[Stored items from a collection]
------------------------
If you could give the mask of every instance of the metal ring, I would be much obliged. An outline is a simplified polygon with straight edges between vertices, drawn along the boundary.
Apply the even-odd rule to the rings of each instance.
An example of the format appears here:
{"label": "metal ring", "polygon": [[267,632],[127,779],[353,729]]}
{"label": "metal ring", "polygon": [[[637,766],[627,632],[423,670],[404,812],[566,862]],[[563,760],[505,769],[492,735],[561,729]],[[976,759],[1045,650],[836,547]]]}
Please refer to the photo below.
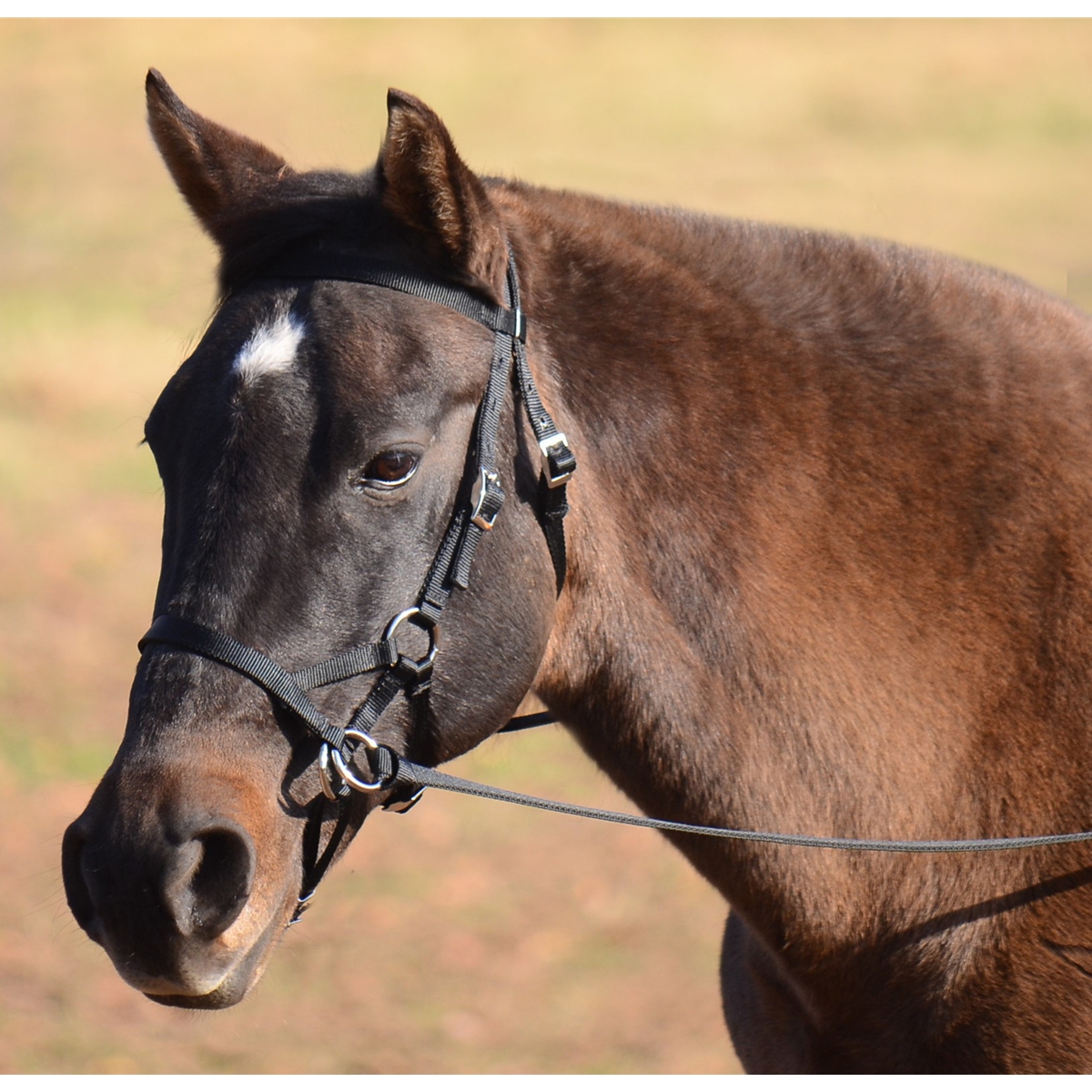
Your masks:
{"label": "metal ring", "polygon": [[[422,618],[424,621],[416,621],[417,618]],[[423,660],[414,661],[414,666],[417,670],[424,670],[426,667],[431,667],[432,661],[436,660],[437,652],[440,651],[440,627],[435,621],[429,620],[428,616],[420,609],[420,607],[407,607],[405,610],[396,614],[387,624],[387,629],[383,630],[383,640],[393,640],[394,631],[404,621],[412,621],[418,629],[423,629],[426,633],[428,633],[428,652],[425,653],[425,657]]]}
{"label": "metal ring", "polygon": [[[346,728],[345,729],[346,739],[356,739],[358,743],[364,744],[368,750],[378,750],[379,744],[376,743],[367,732],[361,732],[359,728]],[[324,746],[324,745],[323,745]],[[337,771],[342,780],[351,788],[355,788],[359,793],[372,793],[377,788],[383,788],[383,779],[380,778],[379,781],[361,781],[354,772],[353,768],[345,761],[345,756],[342,755],[336,747],[330,748],[330,758],[334,763],[334,769]],[[320,767],[321,770],[321,767]]]}

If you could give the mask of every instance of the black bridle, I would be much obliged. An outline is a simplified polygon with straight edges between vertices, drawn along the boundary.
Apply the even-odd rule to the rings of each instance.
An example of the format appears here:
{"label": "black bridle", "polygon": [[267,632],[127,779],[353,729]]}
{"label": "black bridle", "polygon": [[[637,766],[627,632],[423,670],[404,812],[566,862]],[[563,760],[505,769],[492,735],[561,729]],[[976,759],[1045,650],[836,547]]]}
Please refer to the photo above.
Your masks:
{"label": "black bridle", "polygon": [[[1035,834],[1019,838],[949,839],[939,841],[900,841],[888,839],[824,838],[812,834],[781,834],[772,831],[736,830],[695,823],[651,819],[626,812],[604,811],[572,804],[545,800],[522,793],[480,785],[453,778],[400,756],[373,736],[377,724],[391,702],[401,693],[410,701],[416,720],[431,685],[432,665],[440,650],[439,619],[455,589],[466,589],[471,563],[482,536],[489,531],[505,500],[497,472],[497,436],[500,411],[514,371],[519,397],[534,430],[543,466],[539,477],[537,517],[546,536],[560,595],[566,578],[563,519],[569,510],[566,483],[577,468],[577,461],[565,434],[543,406],[526,359],[526,319],[520,307],[515,262],[509,252],[505,305],[487,304],[470,289],[428,281],[412,274],[380,266],[345,254],[316,254],[271,268],[262,280],[351,281],[404,292],[431,300],[492,330],[492,360],[485,393],[478,406],[471,438],[468,480],[463,482],[448,529],[428,570],[417,602],[396,614],[382,638],[370,644],[342,652],[330,660],[288,672],[264,653],[234,638],[175,615],[159,615],[139,643],[143,652],[152,644],[183,649],[230,667],[264,689],[281,705],[293,712],[321,740],[319,775],[322,794],[309,806],[304,833],[304,880],[293,922],[306,909],[314,889],[333,863],[351,820],[348,806],[353,792],[387,793],[383,807],[408,810],[425,787],[500,800],[510,804],[560,811],[565,815],[603,819],[655,830],[725,838],[744,842],[802,846],[807,848],[853,850],[881,853],[976,853],[997,850],[1026,850],[1092,841],[1092,831],[1066,834]],[[468,486],[468,488],[467,488]],[[428,650],[414,658],[399,649],[397,633],[405,624],[428,636]],[[341,727],[323,715],[308,697],[308,691],[358,675],[380,672],[367,698]],[[549,713],[514,717],[501,732],[554,723]],[[354,755],[363,748],[369,767],[368,778],[354,767]],[[337,818],[325,848],[320,853],[321,830],[329,802],[335,802]]]}
{"label": "black bridle", "polygon": [[[544,407],[527,366],[527,325],[520,307],[519,277],[511,250],[503,305],[486,302],[467,288],[425,280],[352,254],[323,253],[290,259],[264,270],[260,278],[351,281],[378,285],[451,308],[495,334],[489,378],[471,437],[468,479],[456,492],[454,511],[416,603],[388,622],[379,641],[342,652],[311,667],[289,672],[265,653],[226,633],[177,615],[163,614],[152,622],[152,628],[138,644],[142,653],[150,645],[166,644],[230,667],[265,690],[321,740],[319,778],[323,796],[317,797],[309,809],[304,839],[304,885],[294,918],[298,919],[332,863],[348,827],[348,802],[353,791],[392,791],[384,807],[393,810],[408,809],[423,792],[419,785],[405,784],[404,780],[395,785],[400,757],[391,748],[379,744],[372,733],[399,695],[404,695],[410,701],[416,720],[423,702],[427,700],[432,665],[440,650],[440,616],[452,592],[468,586],[474,555],[505,502],[505,490],[497,470],[497,438],[501,408],[512,385],[513,371],[519,400],[523,403],[542,453],[536,513],[546,536],[559,595],[566,575],[563,520],[569,510],[566,483],[577,468],[577,460],[565,434],[558,431]],[[463,498],[461,502],[459,498]],[[397,638],[404,625],[413,625],[428,636],[428,650],[423,657],[415,658],[400,651]],[[310,690],[319,687],[372,672],[379,672],[379,678],[345,726],[330,721],[308,696]],[[529,727],[532,723],[543,723],[543,717],[517,717],[502,731]],[[364,749],[371,768],[367,776],[354,767],[353,759],[358,748]],[[339,816],[327,847],[320,854],[325,814],[323,797],[337,803]]]}

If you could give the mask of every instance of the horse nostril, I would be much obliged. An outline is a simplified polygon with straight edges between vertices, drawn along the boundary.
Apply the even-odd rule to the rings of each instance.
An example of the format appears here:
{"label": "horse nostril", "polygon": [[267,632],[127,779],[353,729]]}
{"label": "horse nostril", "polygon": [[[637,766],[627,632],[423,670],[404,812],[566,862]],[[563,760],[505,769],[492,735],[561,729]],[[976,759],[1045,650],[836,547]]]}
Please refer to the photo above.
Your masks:
{"label": "horse nostril", "polygon": [[241,828],[198,831],[180,847],[164,885],[167,909],[185,936],[211,940],[239,916],[250,898],[254,851]]}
------------------------
> **STATED PROBLEM**
Quote, without alteration, the final stretch of the entries: the line with "of the horse" onward to the last line.

> **FULL RESPONSE**
If you could give the mask of every instance of the horse nostril, I would be much obliged. An outline is a simplified polygon with straight edges between vertices, drawn along the boundary.
Apply the even-odd rule to the rings of each instance.
An example of the format appears here:
{"label": "horse nostril", "polygon": [[267,632],[127,779],[353,729]]}
{"label": "horse nostril", "polygon": [[[637,766],[627,632],[423,670],[404,812],[566,862]],[[563,760],[505,769],[492,735],[561,729]],[[976,759],[1045,650],[836,547]]]}
Please refer to the photo above.
Your masks:
{"label": "horse nostril", "polygon": [[241,828],[198,831],[180,847],[164,885],[167,909],[185,936],[211,940],[239,916],[250,898],[254,851]]}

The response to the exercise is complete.